Our Master Gardeners Club took a day trip last week to the Kerrville area.  Our first stop was Café at the Ridge outside of town.  Originally it was called Roadkill Cafe.  About 12 years ago a new owner renovated it and put in a bakery, a garden, a nursery, and a gift shop.

Immediately I knew I would love this place.

Usually, whiskey barrels are cut in half for a flower pot.  This arrangement of three different ways to use the barrels make them much more unique.

Behind the railing is the porch area for the cafe.  We ate a delicious lunch there.

The wood is mesquite, which is expensive because it takes a long time for trunks to get large.

The pot on the left contains a Hardy Hibiscus.  Behind that is Dusty Miller with its lacy gray leaves.  On the right are some Daylilies and mystery yellow flowers.

This picture is to show the use of a broken pot.  In the center, surrounded by Begonias is a large pot that has parts of the pot stuck in the remaining large section.  There is also a bright blue pot placed inside.

Even though I like yard art, I don’t care for the hanging sunflower circles.

Another reconstructed clay pot contains plants and a fairy garden.

Unusual.

Lots of brightly colored pots for sale.

The theme of the garden seemed to be:  use as many unique items as flower pots as possible.  Here, old chest drawers were attached to legs and hold Foxtail Fern, Woodland Fern, and Begonias.  Not sure about the dark leafed plant.

A concrete basket contains Dusty Miller, Pentas, and maybe Penstemon.

A seesaw for adults

I’m always on the look out for old metal cars.  So far, no luck or they are too costly.

The round plaque would be nicer if it were more legible.

I actually have an old enamel pot that I need to drill holes in so it can be a planter.

◆ Information given
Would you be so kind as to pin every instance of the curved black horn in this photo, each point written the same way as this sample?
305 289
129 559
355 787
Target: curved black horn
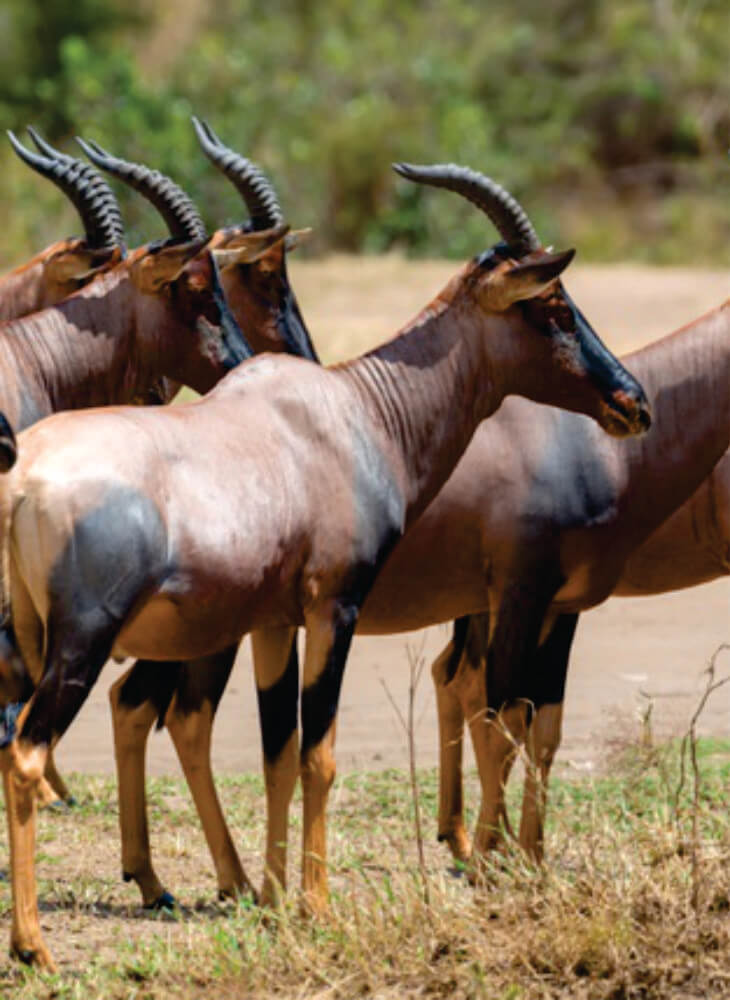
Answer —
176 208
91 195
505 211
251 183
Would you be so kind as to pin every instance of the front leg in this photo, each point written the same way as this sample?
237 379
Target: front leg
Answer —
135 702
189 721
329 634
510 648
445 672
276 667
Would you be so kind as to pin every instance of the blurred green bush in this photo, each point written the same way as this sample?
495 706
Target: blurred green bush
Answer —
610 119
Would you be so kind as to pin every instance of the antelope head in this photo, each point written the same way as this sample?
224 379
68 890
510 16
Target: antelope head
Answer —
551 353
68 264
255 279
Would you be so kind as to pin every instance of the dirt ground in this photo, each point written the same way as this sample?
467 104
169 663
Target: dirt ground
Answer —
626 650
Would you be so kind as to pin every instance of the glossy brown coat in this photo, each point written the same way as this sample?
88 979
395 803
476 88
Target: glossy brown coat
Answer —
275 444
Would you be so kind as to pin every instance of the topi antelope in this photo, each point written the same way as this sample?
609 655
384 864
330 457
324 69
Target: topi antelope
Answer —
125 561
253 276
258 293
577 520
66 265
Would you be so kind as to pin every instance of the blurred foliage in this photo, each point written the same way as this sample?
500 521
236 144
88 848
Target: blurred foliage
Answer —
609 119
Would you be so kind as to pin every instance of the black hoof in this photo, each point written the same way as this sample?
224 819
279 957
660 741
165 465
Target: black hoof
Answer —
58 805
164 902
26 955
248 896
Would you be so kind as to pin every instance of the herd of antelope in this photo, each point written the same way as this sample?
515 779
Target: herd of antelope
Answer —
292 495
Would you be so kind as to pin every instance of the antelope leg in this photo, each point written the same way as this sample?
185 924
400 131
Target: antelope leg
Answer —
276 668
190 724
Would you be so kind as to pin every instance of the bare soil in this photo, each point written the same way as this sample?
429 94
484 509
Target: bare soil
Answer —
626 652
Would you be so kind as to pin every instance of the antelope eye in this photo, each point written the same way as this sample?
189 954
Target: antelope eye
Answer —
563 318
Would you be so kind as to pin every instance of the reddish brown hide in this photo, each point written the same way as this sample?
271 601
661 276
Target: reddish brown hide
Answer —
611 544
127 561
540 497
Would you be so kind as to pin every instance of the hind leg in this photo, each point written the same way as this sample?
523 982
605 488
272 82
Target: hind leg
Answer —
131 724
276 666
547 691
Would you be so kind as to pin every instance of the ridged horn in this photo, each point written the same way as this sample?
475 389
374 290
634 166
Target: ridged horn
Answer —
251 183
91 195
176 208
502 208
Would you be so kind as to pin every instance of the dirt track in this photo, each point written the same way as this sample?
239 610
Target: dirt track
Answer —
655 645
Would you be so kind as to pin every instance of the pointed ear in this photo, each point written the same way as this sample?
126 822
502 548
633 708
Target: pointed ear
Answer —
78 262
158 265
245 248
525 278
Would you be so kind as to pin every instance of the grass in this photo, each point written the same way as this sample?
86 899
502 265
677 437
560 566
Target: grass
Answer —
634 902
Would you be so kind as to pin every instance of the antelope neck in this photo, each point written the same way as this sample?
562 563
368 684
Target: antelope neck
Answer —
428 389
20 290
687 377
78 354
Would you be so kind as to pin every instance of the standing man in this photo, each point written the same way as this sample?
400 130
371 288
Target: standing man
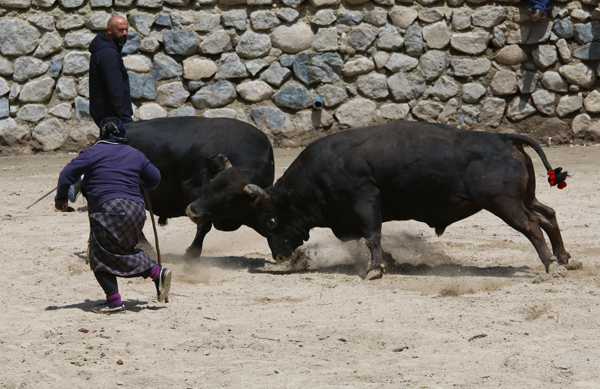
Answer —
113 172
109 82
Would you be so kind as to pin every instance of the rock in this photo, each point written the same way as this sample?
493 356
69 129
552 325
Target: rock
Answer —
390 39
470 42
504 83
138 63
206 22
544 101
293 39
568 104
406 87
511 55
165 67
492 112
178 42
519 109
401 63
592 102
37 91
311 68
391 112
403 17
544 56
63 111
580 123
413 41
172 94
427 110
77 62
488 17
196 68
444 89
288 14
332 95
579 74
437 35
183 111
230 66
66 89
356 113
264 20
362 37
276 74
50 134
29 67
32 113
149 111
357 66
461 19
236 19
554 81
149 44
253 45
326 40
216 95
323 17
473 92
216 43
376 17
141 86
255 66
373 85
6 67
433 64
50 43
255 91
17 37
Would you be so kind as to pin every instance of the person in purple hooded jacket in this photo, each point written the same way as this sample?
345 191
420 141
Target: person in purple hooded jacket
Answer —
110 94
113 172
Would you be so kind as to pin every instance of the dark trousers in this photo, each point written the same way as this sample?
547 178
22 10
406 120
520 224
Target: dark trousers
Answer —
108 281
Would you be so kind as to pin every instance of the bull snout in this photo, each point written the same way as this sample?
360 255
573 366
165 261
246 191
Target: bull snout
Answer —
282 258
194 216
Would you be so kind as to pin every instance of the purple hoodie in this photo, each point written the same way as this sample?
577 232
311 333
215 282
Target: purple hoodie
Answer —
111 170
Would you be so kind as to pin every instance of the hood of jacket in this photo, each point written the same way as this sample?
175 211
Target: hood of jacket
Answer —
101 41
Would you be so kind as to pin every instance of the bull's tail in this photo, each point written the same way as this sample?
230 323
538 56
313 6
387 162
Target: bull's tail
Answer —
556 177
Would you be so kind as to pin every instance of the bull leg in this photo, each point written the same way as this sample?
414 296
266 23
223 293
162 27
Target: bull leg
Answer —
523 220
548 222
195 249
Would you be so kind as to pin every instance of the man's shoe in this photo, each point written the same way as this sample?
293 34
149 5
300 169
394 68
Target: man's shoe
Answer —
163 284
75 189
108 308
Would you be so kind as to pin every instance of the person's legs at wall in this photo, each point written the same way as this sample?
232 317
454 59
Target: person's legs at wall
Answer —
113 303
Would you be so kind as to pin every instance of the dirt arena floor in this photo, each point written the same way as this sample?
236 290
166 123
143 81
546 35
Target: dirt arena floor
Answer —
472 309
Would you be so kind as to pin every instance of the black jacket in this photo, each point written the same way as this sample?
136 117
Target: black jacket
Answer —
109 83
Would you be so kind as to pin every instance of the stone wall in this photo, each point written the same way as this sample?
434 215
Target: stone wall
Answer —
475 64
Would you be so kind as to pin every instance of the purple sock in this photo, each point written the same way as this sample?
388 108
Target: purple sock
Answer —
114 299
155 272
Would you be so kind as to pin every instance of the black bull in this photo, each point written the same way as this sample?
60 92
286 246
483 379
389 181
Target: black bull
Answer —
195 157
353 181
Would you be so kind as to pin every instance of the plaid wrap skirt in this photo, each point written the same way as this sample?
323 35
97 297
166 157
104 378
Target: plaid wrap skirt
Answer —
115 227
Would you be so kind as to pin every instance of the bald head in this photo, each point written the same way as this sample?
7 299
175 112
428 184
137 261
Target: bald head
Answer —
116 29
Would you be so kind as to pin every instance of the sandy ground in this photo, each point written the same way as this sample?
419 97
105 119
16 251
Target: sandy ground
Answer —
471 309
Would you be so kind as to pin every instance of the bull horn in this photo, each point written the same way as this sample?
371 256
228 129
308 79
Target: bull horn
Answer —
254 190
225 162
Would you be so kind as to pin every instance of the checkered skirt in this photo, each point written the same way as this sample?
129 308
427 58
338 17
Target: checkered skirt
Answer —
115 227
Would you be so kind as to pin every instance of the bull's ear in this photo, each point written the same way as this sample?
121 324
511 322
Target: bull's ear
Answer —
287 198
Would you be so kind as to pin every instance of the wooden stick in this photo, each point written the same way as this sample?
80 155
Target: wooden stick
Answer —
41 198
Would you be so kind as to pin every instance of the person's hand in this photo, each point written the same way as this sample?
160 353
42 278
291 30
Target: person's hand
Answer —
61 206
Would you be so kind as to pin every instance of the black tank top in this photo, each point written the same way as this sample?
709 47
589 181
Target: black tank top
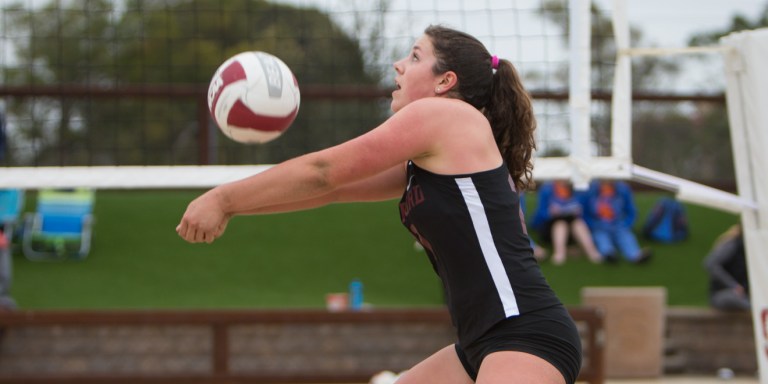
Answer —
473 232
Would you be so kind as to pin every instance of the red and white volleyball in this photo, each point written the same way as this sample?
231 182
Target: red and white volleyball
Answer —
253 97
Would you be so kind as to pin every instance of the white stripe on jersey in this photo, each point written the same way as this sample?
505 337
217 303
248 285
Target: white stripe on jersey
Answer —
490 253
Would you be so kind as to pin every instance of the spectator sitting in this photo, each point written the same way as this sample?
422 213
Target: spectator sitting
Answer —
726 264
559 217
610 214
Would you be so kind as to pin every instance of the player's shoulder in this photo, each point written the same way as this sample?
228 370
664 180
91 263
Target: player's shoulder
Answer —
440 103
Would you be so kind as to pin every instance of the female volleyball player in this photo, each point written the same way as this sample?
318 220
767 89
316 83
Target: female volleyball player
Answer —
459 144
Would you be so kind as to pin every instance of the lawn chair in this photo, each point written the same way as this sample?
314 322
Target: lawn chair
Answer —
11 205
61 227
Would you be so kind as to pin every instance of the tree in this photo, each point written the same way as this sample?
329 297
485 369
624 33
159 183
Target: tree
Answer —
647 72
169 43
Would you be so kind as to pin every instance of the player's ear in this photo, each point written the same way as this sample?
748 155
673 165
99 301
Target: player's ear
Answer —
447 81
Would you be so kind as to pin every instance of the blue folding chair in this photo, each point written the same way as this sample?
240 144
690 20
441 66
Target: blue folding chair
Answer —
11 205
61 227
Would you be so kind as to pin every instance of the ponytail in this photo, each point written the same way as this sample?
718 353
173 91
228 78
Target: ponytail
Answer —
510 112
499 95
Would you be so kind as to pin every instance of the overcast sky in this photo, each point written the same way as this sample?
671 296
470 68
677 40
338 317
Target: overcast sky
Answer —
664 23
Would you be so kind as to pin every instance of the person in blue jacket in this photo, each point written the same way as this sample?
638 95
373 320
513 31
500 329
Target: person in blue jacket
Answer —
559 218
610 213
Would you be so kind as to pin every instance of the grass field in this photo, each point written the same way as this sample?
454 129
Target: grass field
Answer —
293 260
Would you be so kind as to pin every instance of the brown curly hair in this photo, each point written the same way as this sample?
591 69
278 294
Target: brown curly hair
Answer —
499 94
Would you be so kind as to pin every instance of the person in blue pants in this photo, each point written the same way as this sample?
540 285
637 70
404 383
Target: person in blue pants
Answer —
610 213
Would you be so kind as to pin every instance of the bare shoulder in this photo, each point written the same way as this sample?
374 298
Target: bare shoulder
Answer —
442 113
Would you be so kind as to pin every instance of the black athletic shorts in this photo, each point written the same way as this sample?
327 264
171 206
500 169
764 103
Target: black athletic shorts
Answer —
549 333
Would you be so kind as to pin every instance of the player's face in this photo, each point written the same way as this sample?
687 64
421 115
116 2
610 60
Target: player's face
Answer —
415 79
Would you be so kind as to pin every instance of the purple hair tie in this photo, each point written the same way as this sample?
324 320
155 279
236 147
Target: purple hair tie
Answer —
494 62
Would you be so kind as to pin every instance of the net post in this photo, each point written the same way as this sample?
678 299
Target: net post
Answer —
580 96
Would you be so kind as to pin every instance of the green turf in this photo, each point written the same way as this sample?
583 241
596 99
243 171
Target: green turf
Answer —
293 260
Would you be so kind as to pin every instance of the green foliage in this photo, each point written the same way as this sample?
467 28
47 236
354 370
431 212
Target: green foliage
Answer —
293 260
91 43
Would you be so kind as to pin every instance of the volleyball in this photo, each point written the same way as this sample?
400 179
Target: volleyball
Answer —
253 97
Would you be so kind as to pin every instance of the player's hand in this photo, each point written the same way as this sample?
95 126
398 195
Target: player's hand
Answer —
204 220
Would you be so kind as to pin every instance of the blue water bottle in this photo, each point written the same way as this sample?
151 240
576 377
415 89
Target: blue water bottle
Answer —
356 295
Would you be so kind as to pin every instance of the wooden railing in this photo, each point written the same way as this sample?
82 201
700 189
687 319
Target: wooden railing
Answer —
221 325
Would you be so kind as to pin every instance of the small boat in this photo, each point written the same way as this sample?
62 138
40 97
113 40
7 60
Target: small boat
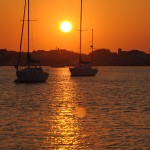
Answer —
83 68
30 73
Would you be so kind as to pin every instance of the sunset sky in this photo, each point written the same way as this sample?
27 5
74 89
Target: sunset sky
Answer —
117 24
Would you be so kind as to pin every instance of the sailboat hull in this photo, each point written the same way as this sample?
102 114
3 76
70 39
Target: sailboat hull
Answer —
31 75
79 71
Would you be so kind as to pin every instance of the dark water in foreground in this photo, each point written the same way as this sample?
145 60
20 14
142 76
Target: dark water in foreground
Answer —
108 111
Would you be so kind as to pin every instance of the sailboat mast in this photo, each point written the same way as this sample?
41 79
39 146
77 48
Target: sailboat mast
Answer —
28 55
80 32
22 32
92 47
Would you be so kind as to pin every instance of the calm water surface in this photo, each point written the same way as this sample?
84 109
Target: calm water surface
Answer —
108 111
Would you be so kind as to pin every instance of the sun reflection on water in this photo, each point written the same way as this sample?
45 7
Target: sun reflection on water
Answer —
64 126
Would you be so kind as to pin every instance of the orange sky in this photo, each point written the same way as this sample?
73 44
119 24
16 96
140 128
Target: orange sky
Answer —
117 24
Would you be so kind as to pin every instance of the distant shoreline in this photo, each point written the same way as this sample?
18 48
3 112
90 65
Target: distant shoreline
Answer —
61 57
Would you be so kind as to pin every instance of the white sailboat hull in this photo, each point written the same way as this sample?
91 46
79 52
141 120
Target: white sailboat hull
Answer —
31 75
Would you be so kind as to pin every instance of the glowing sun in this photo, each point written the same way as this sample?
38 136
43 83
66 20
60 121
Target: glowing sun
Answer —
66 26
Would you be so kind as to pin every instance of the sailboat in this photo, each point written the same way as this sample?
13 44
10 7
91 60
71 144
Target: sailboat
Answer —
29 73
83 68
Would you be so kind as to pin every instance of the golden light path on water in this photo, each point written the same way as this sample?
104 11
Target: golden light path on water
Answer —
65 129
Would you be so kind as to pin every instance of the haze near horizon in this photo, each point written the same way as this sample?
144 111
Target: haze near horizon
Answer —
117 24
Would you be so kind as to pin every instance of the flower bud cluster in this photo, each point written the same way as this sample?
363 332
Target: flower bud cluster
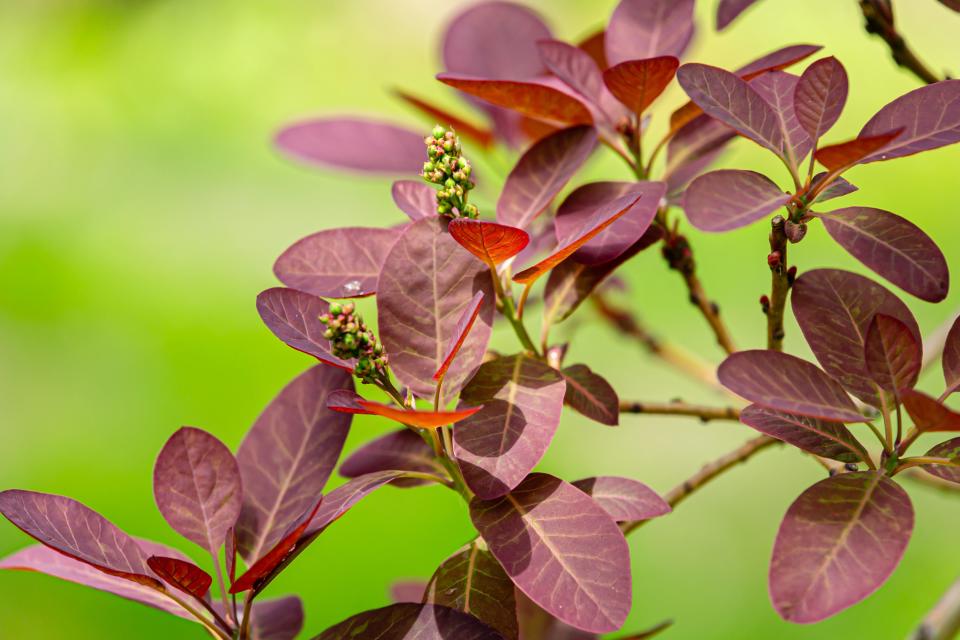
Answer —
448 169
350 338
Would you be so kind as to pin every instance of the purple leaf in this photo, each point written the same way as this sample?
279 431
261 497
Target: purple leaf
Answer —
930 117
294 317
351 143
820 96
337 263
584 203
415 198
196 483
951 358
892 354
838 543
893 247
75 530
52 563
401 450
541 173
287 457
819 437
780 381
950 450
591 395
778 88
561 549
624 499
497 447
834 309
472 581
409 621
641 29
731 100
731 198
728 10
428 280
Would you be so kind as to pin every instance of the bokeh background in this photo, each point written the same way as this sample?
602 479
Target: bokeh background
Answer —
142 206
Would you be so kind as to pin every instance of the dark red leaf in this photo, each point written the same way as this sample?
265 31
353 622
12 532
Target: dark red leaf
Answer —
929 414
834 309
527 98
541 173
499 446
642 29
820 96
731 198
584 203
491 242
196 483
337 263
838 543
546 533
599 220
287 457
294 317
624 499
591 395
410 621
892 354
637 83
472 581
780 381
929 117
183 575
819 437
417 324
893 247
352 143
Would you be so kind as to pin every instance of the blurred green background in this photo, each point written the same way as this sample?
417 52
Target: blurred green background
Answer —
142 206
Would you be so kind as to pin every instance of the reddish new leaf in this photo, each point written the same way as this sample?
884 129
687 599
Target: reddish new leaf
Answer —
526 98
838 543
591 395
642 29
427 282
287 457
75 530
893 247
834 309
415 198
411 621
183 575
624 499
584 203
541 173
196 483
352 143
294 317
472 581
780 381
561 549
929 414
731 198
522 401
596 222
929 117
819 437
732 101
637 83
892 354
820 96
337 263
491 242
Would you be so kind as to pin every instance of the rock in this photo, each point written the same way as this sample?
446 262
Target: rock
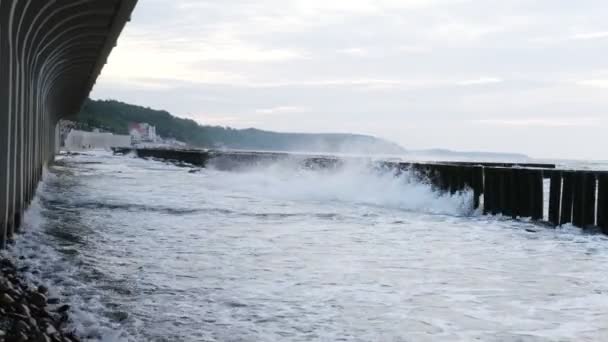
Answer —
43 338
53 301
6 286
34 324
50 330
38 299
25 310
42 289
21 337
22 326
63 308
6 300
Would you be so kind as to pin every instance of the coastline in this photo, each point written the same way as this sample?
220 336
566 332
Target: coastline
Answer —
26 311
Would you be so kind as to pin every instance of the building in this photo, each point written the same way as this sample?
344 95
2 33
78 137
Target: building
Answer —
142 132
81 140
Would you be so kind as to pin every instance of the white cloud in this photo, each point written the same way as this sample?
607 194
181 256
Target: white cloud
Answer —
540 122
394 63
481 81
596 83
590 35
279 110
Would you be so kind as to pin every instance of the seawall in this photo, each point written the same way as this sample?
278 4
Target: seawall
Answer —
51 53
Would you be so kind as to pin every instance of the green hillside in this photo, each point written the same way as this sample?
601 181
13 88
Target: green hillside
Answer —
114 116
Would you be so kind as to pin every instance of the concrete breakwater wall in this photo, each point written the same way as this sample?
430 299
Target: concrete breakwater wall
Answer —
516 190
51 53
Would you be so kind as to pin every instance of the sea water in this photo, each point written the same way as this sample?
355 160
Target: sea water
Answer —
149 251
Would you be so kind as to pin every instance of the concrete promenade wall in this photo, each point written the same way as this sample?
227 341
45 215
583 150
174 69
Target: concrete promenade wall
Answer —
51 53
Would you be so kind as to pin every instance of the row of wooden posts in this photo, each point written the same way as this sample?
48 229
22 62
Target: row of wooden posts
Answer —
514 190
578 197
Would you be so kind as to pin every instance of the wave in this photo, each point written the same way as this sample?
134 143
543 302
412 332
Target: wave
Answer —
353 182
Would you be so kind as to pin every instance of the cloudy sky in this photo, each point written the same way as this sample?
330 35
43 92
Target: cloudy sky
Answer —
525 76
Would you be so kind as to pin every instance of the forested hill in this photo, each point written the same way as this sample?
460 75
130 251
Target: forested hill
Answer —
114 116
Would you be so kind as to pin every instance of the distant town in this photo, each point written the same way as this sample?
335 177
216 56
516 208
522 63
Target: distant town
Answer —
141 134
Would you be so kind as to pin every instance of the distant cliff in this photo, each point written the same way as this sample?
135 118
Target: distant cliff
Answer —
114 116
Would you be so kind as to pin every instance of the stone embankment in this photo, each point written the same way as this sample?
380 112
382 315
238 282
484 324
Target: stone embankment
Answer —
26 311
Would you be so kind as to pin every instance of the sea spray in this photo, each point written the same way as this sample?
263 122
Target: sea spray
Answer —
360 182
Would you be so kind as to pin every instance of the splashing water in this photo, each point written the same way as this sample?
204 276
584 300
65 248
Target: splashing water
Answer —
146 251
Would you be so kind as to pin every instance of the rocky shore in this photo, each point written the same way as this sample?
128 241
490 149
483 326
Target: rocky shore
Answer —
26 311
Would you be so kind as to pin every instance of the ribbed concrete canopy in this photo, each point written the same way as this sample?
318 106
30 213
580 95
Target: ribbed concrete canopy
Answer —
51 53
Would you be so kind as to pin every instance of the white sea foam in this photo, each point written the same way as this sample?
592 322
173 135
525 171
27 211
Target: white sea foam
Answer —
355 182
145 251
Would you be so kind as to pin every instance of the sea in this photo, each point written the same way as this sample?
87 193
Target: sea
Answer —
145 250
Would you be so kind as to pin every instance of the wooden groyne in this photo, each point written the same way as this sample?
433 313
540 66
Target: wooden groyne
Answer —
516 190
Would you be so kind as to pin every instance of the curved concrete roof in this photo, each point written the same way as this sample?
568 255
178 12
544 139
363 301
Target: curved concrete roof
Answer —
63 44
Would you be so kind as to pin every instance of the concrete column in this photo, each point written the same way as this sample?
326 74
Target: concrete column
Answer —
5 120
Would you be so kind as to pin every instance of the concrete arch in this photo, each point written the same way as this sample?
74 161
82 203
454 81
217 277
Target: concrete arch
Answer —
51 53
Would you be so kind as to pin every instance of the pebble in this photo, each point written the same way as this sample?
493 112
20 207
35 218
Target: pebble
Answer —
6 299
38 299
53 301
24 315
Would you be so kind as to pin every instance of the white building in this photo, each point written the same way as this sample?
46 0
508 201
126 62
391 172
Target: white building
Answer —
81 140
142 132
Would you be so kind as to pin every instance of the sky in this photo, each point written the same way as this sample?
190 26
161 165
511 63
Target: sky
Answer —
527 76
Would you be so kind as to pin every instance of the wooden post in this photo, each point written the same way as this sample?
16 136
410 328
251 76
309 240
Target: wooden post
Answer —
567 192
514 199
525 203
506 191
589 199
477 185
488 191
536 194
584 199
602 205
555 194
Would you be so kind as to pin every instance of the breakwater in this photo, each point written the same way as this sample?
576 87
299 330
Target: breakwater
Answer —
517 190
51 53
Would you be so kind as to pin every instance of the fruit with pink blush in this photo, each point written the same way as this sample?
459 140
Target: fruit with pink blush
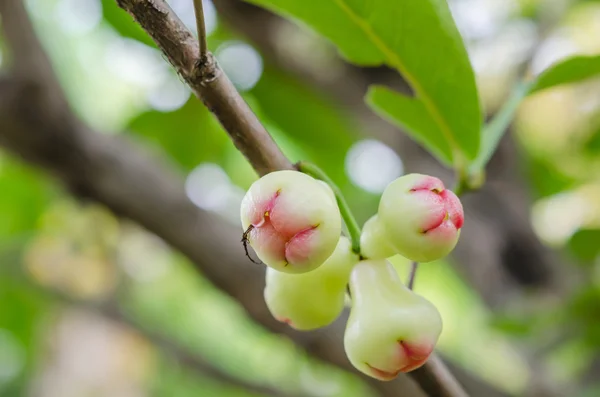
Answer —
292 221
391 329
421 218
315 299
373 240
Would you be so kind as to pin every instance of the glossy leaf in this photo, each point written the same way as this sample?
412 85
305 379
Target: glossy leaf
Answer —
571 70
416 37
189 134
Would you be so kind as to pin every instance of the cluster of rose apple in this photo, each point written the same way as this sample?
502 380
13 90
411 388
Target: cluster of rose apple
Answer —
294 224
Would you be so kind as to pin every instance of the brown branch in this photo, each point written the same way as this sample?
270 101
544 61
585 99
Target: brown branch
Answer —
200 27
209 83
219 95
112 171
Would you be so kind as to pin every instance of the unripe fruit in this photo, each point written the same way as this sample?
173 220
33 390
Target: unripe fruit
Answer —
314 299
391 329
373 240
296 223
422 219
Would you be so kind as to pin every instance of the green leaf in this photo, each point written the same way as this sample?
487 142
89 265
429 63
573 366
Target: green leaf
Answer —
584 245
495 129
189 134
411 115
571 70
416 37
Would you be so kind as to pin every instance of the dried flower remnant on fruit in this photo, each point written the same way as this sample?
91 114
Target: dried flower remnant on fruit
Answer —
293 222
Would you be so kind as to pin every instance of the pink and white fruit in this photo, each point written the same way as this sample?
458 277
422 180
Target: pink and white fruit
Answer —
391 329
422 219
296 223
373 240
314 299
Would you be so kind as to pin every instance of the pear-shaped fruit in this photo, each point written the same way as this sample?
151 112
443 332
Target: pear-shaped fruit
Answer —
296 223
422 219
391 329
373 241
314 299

◆ What is required
Revise the garden trip post, beginning at "A concrete basket" and stopping after "be a planter.", so that "concrete basket" is replaced with "stone basket". The rows stand apart from the garden trip post.

◆ Solution to the exercise
A stone basket contains Dusty Miller, Pentas, and maybe Penstemon.

A seesaw for adults

I’m always on the look out for old metal cars.  So far, no luck or they are too costly.

The round plaque would be nicer if it were more legible.

I actually have an old enamel pot that I need to drill holes in so it can be a planter.